Liste des consignes:
1. D'après le texte affiché, pourquoi la ministre dit-elle que les familles endeuillées et les personnes blessées ont besoin d'un véritable soutien ? Répondez en une à trois phrases.
2. Recopiez, dans le texte affiché, le passage qui va des mots « La protection des » jusqu'aux mots « social de fait. » compris.

Texte affiché:
Installation de détecteurs de fumée dans tous les lieux d'habitation (Deuxième lecture)
Mme la présidente. - L'ordre du jour appelle la discussion en deuxième lecture de la proposition de loi, adoptée avec modifications par l'Assemblée nationale, visant à rendre obligatoire l'installation de détecteurs de fumée dans tous les lieux d'habitation.
Discussion générale
Mme Christine Boutin, ministre du logement et de la ville. - Les incendies domestiques font environ 10 000 victimes par an, dont près de 500 décès. Je partage la peine des familles endeuillées, des personnes meurtries et blessées, à qui il faut un véritable soutien pour surmonter ce traumatisme.
La protection des personnes repose sur différents piliers : la lutte contre le feu, qui relève des Sdis ; l'adaptation des immeubles au risque d'incendie, qu'il s'agisse de logements neufs ou de logements anciens, notamment vétustes ou indignes, avec l'obligation, à compter du 1er janvier 2009, de réaliser un état de l'installation électrique au moment de la vente ; enfin, les dispositifs d'avertissement et d'alerte pour les ménages. La priorité va aux logements dégradés, occupé par des personnes fragiles, qui constituent un parc social de fait.

Entrées fournies:
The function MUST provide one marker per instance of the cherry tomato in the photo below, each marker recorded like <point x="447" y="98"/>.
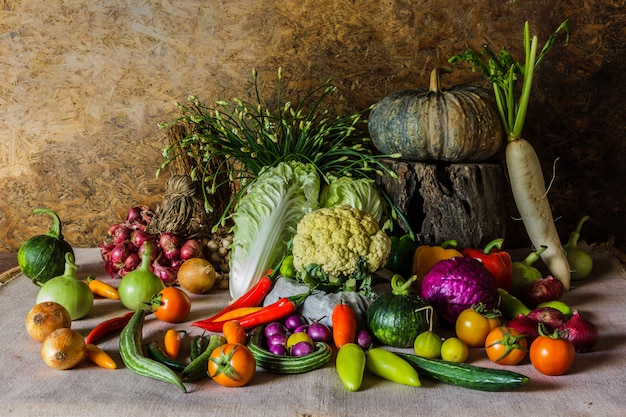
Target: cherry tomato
<point x="454" y="349"/>
<point x="428" y="345"/>
<point x="506" y="346"/>
<point x="171" y="305"/>
<point x="552" y="355"/>
<point x="232" y="365"/>
<point x="474" y="324"/>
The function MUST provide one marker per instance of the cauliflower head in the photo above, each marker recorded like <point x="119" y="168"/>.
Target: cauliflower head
<point x="340" y="240"/>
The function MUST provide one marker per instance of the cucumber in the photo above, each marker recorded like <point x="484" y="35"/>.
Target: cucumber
<point x="287" y="364"/>
<point x="466" y="375"/>
<point x="132" y="355"/>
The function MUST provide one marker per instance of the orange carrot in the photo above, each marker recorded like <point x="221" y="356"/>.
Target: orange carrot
<point x="100" y="357"/>
<point x="172" y="341"/>
<point x="234" y="332"/>
<point x="344" y="325"/>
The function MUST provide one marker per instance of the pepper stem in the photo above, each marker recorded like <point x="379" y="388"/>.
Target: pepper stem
<point x="496" y="243"/>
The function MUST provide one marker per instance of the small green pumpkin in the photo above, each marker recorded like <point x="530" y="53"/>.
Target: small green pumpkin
<point x="396" y="318"/>
<point x="460" y="124"/>
<point x="42" y="257"/>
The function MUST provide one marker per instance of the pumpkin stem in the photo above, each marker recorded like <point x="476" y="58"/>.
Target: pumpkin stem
<point x="435" y="78"/>
<point x="55" y="230"/>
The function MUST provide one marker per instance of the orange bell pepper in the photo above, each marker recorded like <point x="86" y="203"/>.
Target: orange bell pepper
<point x="425" y="257"/>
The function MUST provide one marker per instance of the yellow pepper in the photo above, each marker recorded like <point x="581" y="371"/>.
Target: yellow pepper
<point x="425" y="257"/>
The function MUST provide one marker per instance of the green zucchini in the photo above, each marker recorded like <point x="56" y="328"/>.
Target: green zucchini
<point x="132" y="355"/>
<point x="287" y="364"/>
<point x="466" y="375"/>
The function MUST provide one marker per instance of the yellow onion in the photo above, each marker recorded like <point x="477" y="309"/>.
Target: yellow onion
<point x="63" y="349"/>
<point x="46" y="317"/>
<point x="196" y="275"/>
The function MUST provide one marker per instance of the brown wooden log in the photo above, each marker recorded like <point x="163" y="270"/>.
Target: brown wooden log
<point x="448" y="201"/>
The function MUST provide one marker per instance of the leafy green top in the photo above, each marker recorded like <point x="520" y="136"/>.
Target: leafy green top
<point x="503" y="72"/>
<point x="237" y="140"/>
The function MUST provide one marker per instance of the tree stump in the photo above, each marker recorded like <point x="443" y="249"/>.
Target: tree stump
<point x="448" y="201"/>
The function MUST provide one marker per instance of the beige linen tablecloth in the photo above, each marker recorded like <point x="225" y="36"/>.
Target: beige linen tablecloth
<point x="595" y="386"/>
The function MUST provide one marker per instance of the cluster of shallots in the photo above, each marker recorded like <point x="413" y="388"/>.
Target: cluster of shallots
<point x="129" y="239"/>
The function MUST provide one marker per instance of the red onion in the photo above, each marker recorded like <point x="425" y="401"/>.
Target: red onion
<point x="542" y="290"/>
<point x="165" y="273"/>
<point x="134" y="214"/>
<point x="191" y="249"/>
<point x="170" y="244"/>
<point x="302" y="349"/>
<point x="581" y="332"/>
<point x="139" y="237"/>
<point x="319" y="332"/>
<point x="277" y="339"/>
<point x="279" y="350"/>
<point x="294" y="321"/>
<point x="132" y="261"/>
<point x="120" y="233"/>
<point x="525" y="325"/>
<point x="549" y="316"/>
<point x="274" y="328"/>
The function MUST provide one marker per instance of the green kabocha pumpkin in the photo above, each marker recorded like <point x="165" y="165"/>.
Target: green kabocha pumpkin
<point x="42" y="257"/>
<point x="460" y="124"/>
<point x="395" y="318"/>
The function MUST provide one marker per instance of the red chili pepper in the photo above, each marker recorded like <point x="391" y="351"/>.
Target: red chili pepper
<point x="497" y="262"/>
<point x="108" y="327"/>
<point x="252" y="298"/>
<point x="272" y="312"/>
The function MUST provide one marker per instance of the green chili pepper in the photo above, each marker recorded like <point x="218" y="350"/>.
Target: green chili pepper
<point x="392" y="367"/>
<point x="523" y="271"/>
<point x="350" y="365"/>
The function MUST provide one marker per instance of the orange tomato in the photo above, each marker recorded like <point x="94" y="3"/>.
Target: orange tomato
<point x="171" y="305"/>
<point x="552" y="355"/>
<point x="473" y="325"/>
<point x="232" y="365"/>
<point x="234" y="332"/>
<point x="506" y="346"/>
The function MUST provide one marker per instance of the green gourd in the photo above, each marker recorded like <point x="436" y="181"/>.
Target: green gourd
<point x="460" y="124"/>
<point x="396" y="318"/>
<point x="42" y="257"/>
<point x="69" y="291"/>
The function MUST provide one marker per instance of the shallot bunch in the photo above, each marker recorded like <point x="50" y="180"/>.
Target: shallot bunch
<point x="128" y="241"/>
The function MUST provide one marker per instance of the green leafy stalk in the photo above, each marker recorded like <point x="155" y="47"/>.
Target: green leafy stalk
<point x="503" y="72"/>
<point x="237" y="140"/>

Réponses aux consignes:
1. Selon la ministre, les familles endeuillées et les personnes meurtries et blessées par les incendies domestiques ont besoin d'un véritable soutien pour surmonter le traumatisme qu'elles ont vécu.

2.
La protection des personnes repose sur différents piliers : la lutte contre le feu, qui relève des Sdis ; l'adaptation des immeubles au risque d'incendie, qu'il s'agisse de logements neufs ou de logements anciens, notamment vétustes ou indignes, avec l'obligation, à compter du 1er janvier 2009, de réaliser un état de l'installation électrique au moment de la vente ; enfin, les dispositifs d'avertissement et d'alerte pour les ménages. La priorité va aux logements dégradés, occupé par des personnes fragiles, qui constituent un parc social de fait.